(Beginning of Source material)

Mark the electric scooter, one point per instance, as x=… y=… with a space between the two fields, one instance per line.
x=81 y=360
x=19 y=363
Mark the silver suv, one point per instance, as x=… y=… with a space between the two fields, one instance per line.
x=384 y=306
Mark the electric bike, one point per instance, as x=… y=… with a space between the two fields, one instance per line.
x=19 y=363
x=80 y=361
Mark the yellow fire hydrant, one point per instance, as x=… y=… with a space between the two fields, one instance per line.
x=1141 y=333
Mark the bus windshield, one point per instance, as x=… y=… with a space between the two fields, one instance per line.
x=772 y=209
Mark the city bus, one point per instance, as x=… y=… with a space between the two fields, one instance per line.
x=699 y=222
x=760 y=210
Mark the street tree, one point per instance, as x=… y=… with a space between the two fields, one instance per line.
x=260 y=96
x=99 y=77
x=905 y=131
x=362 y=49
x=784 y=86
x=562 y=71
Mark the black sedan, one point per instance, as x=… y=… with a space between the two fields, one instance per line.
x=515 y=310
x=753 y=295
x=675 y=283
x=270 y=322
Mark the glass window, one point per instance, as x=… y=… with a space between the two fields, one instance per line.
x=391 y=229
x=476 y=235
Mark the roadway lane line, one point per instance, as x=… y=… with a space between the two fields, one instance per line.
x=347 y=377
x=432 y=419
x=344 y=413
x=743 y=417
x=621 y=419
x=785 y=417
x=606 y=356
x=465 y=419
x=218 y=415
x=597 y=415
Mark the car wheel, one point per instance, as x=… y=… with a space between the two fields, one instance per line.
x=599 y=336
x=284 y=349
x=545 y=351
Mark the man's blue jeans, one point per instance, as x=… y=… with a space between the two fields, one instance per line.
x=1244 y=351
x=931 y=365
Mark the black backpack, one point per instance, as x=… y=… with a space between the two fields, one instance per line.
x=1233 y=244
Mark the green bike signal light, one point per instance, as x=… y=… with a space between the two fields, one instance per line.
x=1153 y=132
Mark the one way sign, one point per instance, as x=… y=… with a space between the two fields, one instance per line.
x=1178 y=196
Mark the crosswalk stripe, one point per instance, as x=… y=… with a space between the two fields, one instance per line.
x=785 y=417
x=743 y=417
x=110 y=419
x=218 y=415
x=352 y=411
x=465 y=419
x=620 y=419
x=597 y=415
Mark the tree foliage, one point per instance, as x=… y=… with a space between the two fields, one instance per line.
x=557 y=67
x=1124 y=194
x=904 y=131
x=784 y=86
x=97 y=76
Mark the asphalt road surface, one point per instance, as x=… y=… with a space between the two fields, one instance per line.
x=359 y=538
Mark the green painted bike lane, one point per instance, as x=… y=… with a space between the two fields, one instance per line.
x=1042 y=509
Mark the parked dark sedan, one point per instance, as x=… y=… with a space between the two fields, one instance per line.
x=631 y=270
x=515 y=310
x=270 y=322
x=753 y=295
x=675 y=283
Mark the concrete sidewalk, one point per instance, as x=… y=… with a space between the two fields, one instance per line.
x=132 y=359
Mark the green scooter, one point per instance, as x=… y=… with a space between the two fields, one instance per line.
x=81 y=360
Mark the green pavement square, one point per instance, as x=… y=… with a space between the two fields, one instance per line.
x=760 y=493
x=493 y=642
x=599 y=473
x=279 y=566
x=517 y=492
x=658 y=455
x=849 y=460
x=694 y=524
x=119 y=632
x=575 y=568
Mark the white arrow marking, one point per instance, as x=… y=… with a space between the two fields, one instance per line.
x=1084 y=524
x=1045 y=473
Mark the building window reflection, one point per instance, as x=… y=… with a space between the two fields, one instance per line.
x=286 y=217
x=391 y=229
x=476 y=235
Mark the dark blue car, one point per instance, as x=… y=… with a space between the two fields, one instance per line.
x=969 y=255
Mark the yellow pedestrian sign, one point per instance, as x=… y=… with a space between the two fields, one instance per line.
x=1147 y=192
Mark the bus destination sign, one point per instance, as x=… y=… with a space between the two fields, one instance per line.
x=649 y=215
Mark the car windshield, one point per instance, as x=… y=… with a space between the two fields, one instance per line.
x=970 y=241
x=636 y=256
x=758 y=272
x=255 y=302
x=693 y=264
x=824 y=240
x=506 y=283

(End of Source material)

Starting from the line that contains "Mark the car windshield, one", reproduce each line of the data exactly through the last one.

Mark the car windshield, one point per instance, as x=… y=… with a space between the two fields, one instance per line.
x=970 y=241
x=636 y=256
x=758 y=272
x=255 y=302
x=693 y=264
x=824 y=240
x=506 y=283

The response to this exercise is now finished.